▸ DIRECTIONS
In the lines below, substitute "Recorded output" for every occurrence of "Observed output" and reproduce all of them otherwise unchanged, omitting the pictures.

▸ DATASET ROWS
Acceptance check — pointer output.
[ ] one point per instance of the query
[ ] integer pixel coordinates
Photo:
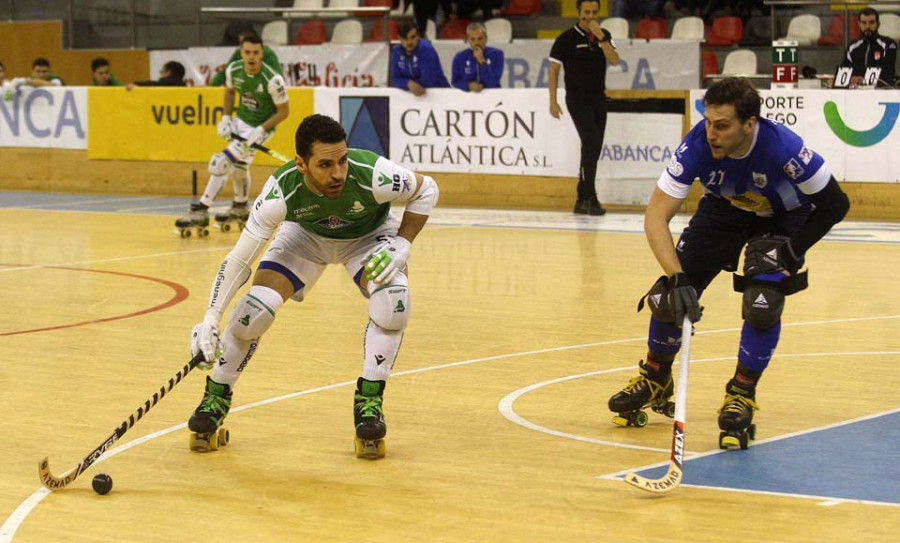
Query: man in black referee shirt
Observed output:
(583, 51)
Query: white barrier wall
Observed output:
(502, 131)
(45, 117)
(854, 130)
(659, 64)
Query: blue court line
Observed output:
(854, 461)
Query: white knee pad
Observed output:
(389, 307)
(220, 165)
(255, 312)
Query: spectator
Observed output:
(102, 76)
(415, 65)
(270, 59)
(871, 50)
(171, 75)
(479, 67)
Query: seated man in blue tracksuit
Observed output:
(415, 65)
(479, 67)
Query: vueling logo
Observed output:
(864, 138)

▸ COMPLETE OUTPUT
Acceptance check — pointer output.
[ ] one point per instance of the query
[ ] integer pixel coordinates
Photo:
Query: man in black referee shirt
Recorded output:
(583, 51)
Query: white barrier wall
Recorded output:
(502, 131)
(45, 117)
(854, 130)
(659, 64)
Query: blue court line
Recorded output:
(854, 461)
Query: white knee pad
Recorded output:
(389, 307)
(220, 165)
(255, 312)
Query: spectator
Recorded output:
(102, 76)
(415, 65)
(270, 59)
(871, 50)
(171, 75)
(479, 67)
Query: seated man in blue tracksuit
Recorded output:
(415, 65)
(479, 67)
Query: vueling logo
Recorded output:
(864, 138)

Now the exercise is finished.